(Stored items)
******************************

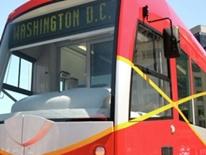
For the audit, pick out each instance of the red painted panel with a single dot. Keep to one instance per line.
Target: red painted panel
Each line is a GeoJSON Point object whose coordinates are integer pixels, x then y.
{"type": "Point", "coordinates": [127, 28]}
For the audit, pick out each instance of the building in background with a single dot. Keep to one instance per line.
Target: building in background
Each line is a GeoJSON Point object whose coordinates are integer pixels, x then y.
{"type": "Point", "coordinates": [200, 33]}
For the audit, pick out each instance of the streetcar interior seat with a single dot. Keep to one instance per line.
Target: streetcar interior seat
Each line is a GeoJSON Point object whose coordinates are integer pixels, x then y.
{"type": "Point", "coordinates": [96, 100]}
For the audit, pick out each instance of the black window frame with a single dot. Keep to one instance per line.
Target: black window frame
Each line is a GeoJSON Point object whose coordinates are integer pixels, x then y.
{"type": "Point", "coordinates": [18, 89]}
{"type": "Point", "coordinates": [148, 71]}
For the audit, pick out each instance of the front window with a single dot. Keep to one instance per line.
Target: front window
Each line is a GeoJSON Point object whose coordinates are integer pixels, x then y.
{"type": "Point", "coordinates": [65, 65]}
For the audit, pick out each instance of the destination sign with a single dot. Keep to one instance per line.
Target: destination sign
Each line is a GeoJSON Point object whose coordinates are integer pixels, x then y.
{"type": "Point", "coordinates": [83, 18]}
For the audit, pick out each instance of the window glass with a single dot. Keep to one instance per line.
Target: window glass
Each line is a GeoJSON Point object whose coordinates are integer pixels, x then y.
{"type": "Point", "coordinates": [183, 85]}
{"type": "Point", "coordinates": [199, 85]}
{"type": "Point", "coordinates": [149, 58]}
{"type": "Point", "coordinates": [12, 71]}
{"type": "Point", "coordinates": [25, 75]}
{"type": "Point", "coordinates": [101, 64]}
{"type": "Point", "coordinates": [19, 73]}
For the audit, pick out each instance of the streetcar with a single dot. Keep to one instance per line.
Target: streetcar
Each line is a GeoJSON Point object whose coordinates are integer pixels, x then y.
{"type": "Point", "coordinates": [101, 77]}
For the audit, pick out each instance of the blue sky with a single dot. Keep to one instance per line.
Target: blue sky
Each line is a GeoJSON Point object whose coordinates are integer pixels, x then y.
{"type": "Point", "coordinates": [192, 12]}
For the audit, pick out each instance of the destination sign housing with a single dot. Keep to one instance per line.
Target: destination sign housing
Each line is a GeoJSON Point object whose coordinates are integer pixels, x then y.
{"type": "Point", "coordinates": [78, 19]}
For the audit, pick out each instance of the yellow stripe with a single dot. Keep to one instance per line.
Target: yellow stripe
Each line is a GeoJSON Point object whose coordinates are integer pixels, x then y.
{"type": "Point", "coordinates": [145, 77]}
{"type": "Point", "coordinates": [143, 117]}
{"type": "Point", "coordinates": [167, 107]}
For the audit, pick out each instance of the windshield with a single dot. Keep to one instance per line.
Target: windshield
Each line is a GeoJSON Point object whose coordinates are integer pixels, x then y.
{"type": "Point", "coordinates": [61, 63]}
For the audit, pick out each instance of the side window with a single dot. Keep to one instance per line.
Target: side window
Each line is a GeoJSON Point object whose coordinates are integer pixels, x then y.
{"type": "Point", "coordinates": [199, 85]}
{"type": "Point", "coordinates": [17, 82]}
{"type": "Point", "coordinates": [184, 85]}
{"type": "Point", "coordinates": [19, 73]}
{"type": "Point", "coordinates": [149, 57]}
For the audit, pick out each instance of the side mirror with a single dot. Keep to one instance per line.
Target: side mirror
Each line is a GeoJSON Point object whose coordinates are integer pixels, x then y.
{"type": "Point", "coordinates": [171, 42]}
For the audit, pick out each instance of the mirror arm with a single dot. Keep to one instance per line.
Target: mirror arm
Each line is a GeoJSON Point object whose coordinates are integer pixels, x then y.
{"type": "Point", "coordinates": [161, 19]}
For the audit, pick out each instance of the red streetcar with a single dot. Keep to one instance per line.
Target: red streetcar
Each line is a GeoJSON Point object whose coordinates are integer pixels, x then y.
{"type": "Point", "coordinates": [101, 77]}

******************************

WHAT IS ASKED. Give all the records as a two-column CSV with the headers text and answer, one row per record, each field quoted and with line breaks turned into spaces. Leave the pictures out.

CORRECT OUTPUT.
text,answer
"For the audit, pick out each instance of the red painted panel with a single dot. Keep to one instance per line. Target: red painted panel Each line is a GeoJSON Point object whose coordinates are integer pixels, x then y.","{""type"": ""Point"", ""coordinates"": [127, 28]}"
"For the audit, pick out each instance of the building in background with a single dot. Keep to one instance per line. Target: building in background Each line is a GeoJSON Point object whose coordinates are integer pixels, x then y.","{""type"": ""Point"", ""coordinates"": [200, 33]}"
"For the audit, pick out each instance of the streetcar interior seat with a single dot. Keep to one instance per line. Target: streetcar interior seat Each line is a GeoJSON Point object whose coordinates are integer pixels, x then y.","{""type"": ""Point"", ""coordinates"": [96, 100]}"
"For the audit, pick out each instance of the black window frame with a single dot. Keep to one instance per line. Target: black window frame Each line is a GeoJSON Point object whose coordinates are integer pixels, x then y.","{""type"": ""Point"", ""coordinates"": [18, 89]} {""type"": ""Point"", ""coordinates"": [148, 71]}"
"For the audit, pick out each instance of the front window with a single dot. Keep to one instance per line. Target: front window Each line is a GeoJSON Point object whose coordinates are integer pixels, x then y.","{""type"": ""Point"", ""coordinates"": [65, 65]}"
"For the audit, pick out each instance of the destination sign with a single dot. Keep to one instance per line. Target: destination sign Each line is a GeoJSON Point object whose coordinates are integer pixels, x then y.","{""type"": ""Point"", ""coordinates"": [83, 18]}"
"For the audit, pick out each instance of the window glass with a single dot. Keep to one instance per line. Target: window glass Each line is a GeoJSON Point object whose coordinates are integer pixels, x then y.","{""type"": ""Point"", ""coordinates"": [183, 85]} {""type"": ""Point"", ""coordinates"": [199, 85]} {""type"": ""Point"", ""coordinates"": [149, 58]} {""type"": ""Point"", ""coordinates"": [12, 71]} {""type"": ""Point"", ""coordinates"": [25, 75]} {""type"": ""Point"", ""coordinates"": [101, 64]} {""type"": ""Point"", ""coordinates"": [19, 73]}"
"For the audit, pick out each instance of the streetcar with a single dot. Keep to one instance per line. Target: streetcar Each line is a GeoJSON Point object whose coordinates are integer pixels, x then y.","{""type"": ""Point"", ""coordinates"": [101, 77]}"
"For the audit, pick out each instance of the blue sky with a single dot. Keep to one instance per line. Target: blue sky Each line is a GeoJSON Point object whose coordinates are integer pixels, x then y.","{""type"": ""Point"", ""coordinates"": [192, 12]}"
"For the audit, pick out each instance of the destination sign housing with a single dot. Keep to one instance per line. Target: destination sign housing Each line is a GeoJSON Point object whose coordinates are integer pixels, x then y.","{""type"": ""Point"", ""coordinates"": [78, 19]}"
"For the audit, pick out each instance of the yellow stripe with a single dot. Keep to one instance per line. Target: yellow stripe Each line is a GeoJSON Point object whose coordinates are integer pixels, x then y.","{""type"": ""Point"", ""coordinates"": [145, 77]} {""type"": ""Point"", ""coordinates"": [143, 117]} {""type"": ""Point"", ""coordinates"": [167, 107]}"
"For the audit, pick out each instance of the windshield with a single dot. Keep to one instance per line. Target: windshield Each line is a GeoJSON Point object whose coordinates are integer pixels, x then y.","{""type"": ""Point"", ""coordinates"": [61, 63]}"
"For the audit, pick out each instance of the side window with a single dot. Keep to one instance per line. Target: side window Each line is a GeoJSON Point object whose coordinates are integer pixels, x then y.","{""type"": ""Point"", ""coordinates"": [199, 85]} {""type"": ""Point"", ""coordinates"": [17, 82]} {""type"": ""Point"", ""coordinates"": [184, 85]} {""type"": ""Point"", ""coordinates"": [19, 73]} {""type"": ""Point"", ""coordinates"": [149, 57]}"
"For the audit, pick out each instance of the side mirror with a single dot. Keep to one instance per line. Target: side mirror Each line is a GeoJSON Point object whose coordinates are integer pixels, x then y.","{""type"": ""Point"", ""coordinates"": [171, 42]}"
"For the audit, pick out each instance of the mirror arm with a single dot. Keep to one instance per line. Target: mirror arm Each line is a GeoJSON Point object whose coordinates are integer pixels, x then y.","{""type"": ""Point"", ""coordinates"": [161, 19]}"
"For the audit, pick out each instance of the red streetcar with a single dot. Keep to one instance per line. Target: red streetcar Each line is a GeoJSON Point object whose coordinates are integer pixels, x then y.","{""type"": ""Point"", ""coordinates"": [101, 77]}"